## WHAT YOU HAVE TO DO
Reproduce all of the material below word for word, with no changes.

## Rows from a segmentation dataset

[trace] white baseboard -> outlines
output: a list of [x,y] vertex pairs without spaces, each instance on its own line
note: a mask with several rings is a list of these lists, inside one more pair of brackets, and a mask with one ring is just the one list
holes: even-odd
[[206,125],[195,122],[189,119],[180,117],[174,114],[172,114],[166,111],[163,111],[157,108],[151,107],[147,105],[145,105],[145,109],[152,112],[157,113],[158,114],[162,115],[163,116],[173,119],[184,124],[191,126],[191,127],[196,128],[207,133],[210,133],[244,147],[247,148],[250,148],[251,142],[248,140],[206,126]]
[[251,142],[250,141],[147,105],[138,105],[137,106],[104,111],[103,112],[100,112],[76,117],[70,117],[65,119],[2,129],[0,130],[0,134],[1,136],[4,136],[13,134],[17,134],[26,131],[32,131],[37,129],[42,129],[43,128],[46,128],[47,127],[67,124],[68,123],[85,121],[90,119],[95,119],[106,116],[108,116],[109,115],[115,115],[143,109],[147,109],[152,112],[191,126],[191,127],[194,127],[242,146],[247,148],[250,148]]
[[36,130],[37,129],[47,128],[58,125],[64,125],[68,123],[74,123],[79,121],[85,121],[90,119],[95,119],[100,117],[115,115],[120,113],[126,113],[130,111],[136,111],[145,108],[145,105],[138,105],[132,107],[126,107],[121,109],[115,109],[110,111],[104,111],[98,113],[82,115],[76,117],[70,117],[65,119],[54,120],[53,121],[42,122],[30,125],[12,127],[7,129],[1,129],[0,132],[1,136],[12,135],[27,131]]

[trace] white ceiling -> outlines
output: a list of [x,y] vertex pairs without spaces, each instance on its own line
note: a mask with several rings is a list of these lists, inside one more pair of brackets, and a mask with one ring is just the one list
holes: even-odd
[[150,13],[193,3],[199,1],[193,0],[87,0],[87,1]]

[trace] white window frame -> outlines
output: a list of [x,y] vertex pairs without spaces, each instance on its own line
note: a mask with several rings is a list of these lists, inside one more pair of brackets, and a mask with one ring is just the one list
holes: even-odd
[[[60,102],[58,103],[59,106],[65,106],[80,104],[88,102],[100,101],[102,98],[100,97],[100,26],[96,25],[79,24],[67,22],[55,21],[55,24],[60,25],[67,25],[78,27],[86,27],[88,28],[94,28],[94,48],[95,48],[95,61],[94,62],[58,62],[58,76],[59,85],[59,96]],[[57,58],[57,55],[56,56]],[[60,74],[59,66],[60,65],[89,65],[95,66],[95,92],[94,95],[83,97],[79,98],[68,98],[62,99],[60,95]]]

## TASK SOLUTION
[trace] white baseboard -> outlines
output: a list of [x,y] vertex pairs without spaces, each instance on its own line
note: a mask with several rings is a list of these lists, inside one more pair of brackets, and a mask with one ring is just the one list
holes: even-odd
[[206,125],[195,122],[189,119],[180,117],[174,114],[172,114],[166,111],[163,111],[157,108],[151,107],[147,105],[145,105],[145,109],[152,112],[157,113],[158,114],[162,115],[163,116],[173,119],[184,124],[191,126],[191,127],[196,128],[207,133],[210,133],[244,147],[247,148],[250,148],[251,142],[248,140],[206,126]]
[[251,142],[250,141],[147,105],[138,105],[137,106],[104,111],[103,112],[100,112],[76,117],[70,117],[65,119],[2,129],[0,130],[0,134],[1,136],[4,136],[13,134],[17,134],[26,131],[32,131],[37,129],[42,129],[43,128],[46,128],[47,127],[67,124],[68,123],[85,121],[90,119],[95,119],[106,116],[108,116],[109,115],[115,115],[143,109],[147,109],[152,112],[191,126],[191,127],[194,127],[242,146],[247,148],[250,148]]
[[36,130],[37,129],[47,128],[58,125],[64,125],[68,123],[74,123],[79,121],[85,121],[90,119],[95,119],[100,117],[115,115],[120,113],[126,113],[130,111],[136,111],[145,108],[145,105],[138,105],[132,107],[126,107],[121,109],[115,109],[110,111],[104,111],[98,113],[82,115],[76,117],[70,117],[65,119],[54,120],[53,121],[42,122],[30,125],[12,127],[7,129],[1,129],[0,132],[1,136],[12,135],[27,131]]

[trace] white ceiling -> outlines
output: a list of [x,y] vertex pairs without spaces, each instance on its own line
note: a mask with several rings is a list of these lists, inside one more pair of brackets, and a mask with one ring is just the one list
holes: even-odd
[[150,13],[193,3],[199,1],[193,0],[87,0],[87,1]]

[trace] white window frame -> outlines
output: a list of [x,y] vertex pairs without spaces, each instance on its own line
note: a mask with several rings is a list of these lists, inside one more pair of brackets, and a mask with one ring is just the one list
holes: even-odd
[[[60,102],[58,103],[59,106],[65,106],[80,104],[88,102],[100,101],[102,98],[100,97],[100,26],[96,25],[79,24],[67,22],[55,21],[55,24],[60,25],[67,25],[78,27],[86,27],[88,28],[94,28],[94,48],[95,48],[95,61],[94,62],[58,62],[58,76],[59,85],[59,96]],[[57,58],[57,55],[56,56]],[[60,74],[59,66],[60,65],[89,65],[95,66],[95,92],[94,95],[83,97],[79,98],[68,98],[62,99],[60,95]]]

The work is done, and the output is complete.